— TEXT SEGMENT —

===

European agriculture is very diverse, stretching from the artic regions in northern Scandinavia to the Mediterranean olive groves in Southern Europe. To describe these differences, it is useful to be able to compare agricultural structures across countries along a number of different dimensions, e.g.:
These differences help to understand some of the lines of division which emerge in the Council
of Agricultural Ministers.
Fennell 1997 (Ch. 3, 'The changing shape of the agricultural
sector'), EU Commission (Annex Chapter A 'EC agriculture past and present') and the Keane and Lucey chapter ('The
CAP and the farmer') in the Ritson and Harvey book contain discussions
on structural change in EU agriculture. The raw statistical data is contained in the annual Commission
reports. Grant 1997, (Ch. 2, pp. 32-62)
also makes comparisons between member based on the centrality of agriculture and first stage food processing in
each member state's economy. Ockenden and Franklin 1995 (Ch.
2 pp. 27-35) contains brief pen pictures of the agricultural policy positions of the main EU member states.
The European Commission has published a statistical report entitled 'EU
Agriculture Entering the 21st Century' containing a variety of useful charts showing the evolution of the EU
agricultural economy over the past decade.
You should be familiar with the distribution of powers between the EU institutions. Traditionally, this could be summarised as: the Commission proposes, the Council disposes, Parliament advises, and the Court rules. However, under the Maastricht and Amsterdam Treaties, the Parliament has been given greater powers of co-decision. However, in the case of agriculture, the Council must consult with the Parliament but can proceed without its consent. The only agricultural area where the Parliament has significant power concerns impacts on public health, where the Treaty of Amsterdam gave the Parliament co-decision power.
The role of member states and lobby groups is formalised through management and advisory committees respectively ('comitology')..
The annual price review was the centrepiece of agricultural policy-making in the past. It is now greatly diminished
in importance, mainly because price decisions are taken in the context of medium-term plans such as the MacSharry
reform or Agenda 2000, and also because the Commission's powers to manage markets have been increased under the Financial
Perspective arrangements and the need to comply with WTO rules.

===

— PROVIDED DATA —

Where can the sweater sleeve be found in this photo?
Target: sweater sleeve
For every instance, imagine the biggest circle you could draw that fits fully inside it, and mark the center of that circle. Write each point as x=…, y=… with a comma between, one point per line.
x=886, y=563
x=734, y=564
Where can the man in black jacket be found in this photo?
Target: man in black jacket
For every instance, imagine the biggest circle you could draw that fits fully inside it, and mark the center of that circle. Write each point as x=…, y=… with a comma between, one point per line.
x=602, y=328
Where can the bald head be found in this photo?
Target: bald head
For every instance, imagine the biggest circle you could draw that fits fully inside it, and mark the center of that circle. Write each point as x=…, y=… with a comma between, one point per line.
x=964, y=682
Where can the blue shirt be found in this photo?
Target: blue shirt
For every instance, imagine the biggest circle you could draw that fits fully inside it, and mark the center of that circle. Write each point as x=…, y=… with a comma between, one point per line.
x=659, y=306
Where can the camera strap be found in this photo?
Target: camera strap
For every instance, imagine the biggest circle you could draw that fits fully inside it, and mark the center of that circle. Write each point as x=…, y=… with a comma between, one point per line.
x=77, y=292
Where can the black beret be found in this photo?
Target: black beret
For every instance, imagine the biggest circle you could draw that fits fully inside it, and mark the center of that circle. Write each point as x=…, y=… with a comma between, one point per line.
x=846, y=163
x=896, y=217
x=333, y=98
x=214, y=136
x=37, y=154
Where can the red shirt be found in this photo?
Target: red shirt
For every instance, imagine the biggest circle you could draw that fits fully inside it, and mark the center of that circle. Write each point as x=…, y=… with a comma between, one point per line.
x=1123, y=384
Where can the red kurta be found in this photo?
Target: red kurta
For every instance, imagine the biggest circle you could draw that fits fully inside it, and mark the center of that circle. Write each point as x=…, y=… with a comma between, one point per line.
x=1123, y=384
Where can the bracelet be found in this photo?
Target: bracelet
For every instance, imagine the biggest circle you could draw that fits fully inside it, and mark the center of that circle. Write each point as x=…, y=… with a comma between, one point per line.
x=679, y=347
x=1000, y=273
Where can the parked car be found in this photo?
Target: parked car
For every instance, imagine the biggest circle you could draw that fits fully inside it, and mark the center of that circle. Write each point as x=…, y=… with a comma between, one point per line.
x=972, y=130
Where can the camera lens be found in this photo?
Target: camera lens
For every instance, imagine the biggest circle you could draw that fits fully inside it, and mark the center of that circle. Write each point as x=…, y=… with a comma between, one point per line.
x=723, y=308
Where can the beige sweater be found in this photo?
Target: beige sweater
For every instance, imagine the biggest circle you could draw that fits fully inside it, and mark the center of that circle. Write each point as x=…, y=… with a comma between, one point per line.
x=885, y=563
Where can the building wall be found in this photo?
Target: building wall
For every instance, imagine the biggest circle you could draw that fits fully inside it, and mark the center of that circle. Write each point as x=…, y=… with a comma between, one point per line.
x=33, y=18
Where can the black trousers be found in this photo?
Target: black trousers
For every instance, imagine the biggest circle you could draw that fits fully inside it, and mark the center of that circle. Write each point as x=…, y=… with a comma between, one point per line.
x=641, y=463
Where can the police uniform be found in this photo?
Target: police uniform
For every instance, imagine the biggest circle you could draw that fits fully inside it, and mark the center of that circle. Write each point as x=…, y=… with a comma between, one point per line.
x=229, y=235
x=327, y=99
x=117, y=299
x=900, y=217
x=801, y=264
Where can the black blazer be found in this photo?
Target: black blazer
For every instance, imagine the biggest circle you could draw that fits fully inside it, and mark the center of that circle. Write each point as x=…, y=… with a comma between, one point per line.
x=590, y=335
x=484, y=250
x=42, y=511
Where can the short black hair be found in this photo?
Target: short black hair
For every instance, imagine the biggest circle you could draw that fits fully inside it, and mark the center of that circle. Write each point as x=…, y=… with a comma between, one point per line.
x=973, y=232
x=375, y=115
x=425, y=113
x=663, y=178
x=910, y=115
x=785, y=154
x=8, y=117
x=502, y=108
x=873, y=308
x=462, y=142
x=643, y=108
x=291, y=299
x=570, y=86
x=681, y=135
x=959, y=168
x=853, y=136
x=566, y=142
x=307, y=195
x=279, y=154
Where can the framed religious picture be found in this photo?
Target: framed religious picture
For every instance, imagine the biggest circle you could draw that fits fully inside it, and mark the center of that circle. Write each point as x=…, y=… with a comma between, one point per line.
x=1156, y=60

===

— PROBLEM TO SOLVE —
Write out the passage from the text on European agriculture above, word for word, starting at "European agriculture is" and ending at "2, pp. 32-62)".

— EXERCISE SOLUTION —
European agriculture is very diverse, stretching from the artic regions in northern Scandinavia to the Mediterranean olive groves in Southern Europe. To describe these differences, it is useful to be able to compare agricultural structures across countries along a number of different dimensions, e.g.:
These differences help to understand some of the lines of division which emerge in the Council
of Agricultural Ministers.
Fennell 1997 (Ch. 3, 'The changing shape of the agricultural
sector'), EU Commission (Annex Chapter A 'EC agriculture past and present') and the Keane and Lucey chapter ('The
CAP and the farmer') in the Ritson and Harvey book contain discussions
on structural change in EU agriculture. The raw statistical data is contained in the annual Commission
reports. Grant 1997, (Ch. 2, pp. 32-62)